● Exercise task: How many lines in the records below contain the string "shirt"? Tally them with case-sensitive matching and give only the number.

Entries taken from a collection:
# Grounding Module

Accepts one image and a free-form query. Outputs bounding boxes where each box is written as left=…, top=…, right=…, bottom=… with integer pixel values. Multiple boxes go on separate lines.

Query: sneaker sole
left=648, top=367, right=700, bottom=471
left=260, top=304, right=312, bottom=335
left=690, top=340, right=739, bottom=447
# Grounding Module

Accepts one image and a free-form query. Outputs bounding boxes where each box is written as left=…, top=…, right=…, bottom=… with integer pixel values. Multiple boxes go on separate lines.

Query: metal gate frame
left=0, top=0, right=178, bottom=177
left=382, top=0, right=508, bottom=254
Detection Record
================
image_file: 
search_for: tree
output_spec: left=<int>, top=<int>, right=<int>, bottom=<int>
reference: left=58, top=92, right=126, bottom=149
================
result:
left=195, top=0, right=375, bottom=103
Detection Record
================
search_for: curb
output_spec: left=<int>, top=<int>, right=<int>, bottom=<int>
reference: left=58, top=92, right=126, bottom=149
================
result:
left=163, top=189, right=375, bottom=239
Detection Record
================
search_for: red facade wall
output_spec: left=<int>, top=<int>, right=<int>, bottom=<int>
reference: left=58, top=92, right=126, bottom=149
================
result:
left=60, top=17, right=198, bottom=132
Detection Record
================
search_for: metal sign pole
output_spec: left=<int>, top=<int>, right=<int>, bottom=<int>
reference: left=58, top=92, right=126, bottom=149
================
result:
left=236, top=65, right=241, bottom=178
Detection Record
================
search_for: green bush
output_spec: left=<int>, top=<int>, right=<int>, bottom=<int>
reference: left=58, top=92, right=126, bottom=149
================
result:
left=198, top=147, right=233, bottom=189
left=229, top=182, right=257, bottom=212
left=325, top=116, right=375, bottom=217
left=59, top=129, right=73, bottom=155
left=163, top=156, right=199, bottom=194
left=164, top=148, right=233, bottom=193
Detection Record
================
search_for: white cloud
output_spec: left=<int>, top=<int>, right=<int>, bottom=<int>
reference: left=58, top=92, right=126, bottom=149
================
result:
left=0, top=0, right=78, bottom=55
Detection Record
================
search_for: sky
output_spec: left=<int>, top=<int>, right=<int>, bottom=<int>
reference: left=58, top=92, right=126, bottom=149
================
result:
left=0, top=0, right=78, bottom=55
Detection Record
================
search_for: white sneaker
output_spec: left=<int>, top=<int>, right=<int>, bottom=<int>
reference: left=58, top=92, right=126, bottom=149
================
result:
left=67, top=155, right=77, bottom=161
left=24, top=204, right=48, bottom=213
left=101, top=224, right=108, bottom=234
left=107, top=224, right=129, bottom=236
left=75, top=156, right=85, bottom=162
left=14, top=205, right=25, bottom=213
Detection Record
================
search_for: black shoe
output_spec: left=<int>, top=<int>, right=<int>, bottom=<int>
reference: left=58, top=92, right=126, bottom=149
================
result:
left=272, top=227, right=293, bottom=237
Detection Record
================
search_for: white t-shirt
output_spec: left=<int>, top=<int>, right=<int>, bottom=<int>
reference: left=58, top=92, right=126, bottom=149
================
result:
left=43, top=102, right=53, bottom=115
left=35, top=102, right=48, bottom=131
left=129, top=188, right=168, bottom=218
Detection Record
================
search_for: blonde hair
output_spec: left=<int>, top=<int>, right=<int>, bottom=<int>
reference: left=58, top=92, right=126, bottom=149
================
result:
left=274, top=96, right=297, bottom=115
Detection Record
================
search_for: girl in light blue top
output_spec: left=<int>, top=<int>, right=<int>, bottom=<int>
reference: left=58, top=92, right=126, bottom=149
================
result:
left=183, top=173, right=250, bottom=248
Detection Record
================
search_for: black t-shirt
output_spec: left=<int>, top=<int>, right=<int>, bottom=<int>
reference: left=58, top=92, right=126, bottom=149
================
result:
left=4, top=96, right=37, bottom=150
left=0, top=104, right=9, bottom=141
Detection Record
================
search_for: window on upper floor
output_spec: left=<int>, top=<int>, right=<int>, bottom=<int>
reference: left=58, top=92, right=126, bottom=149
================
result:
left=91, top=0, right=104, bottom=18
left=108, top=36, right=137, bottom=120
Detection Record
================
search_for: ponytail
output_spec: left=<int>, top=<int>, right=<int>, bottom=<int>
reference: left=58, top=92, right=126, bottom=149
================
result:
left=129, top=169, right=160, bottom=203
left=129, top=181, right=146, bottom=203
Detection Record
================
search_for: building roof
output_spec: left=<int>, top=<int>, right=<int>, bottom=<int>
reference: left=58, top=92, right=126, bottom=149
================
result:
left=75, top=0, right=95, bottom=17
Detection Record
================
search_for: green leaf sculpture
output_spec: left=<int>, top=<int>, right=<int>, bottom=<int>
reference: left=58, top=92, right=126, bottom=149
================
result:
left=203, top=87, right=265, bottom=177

● Complete answer: 2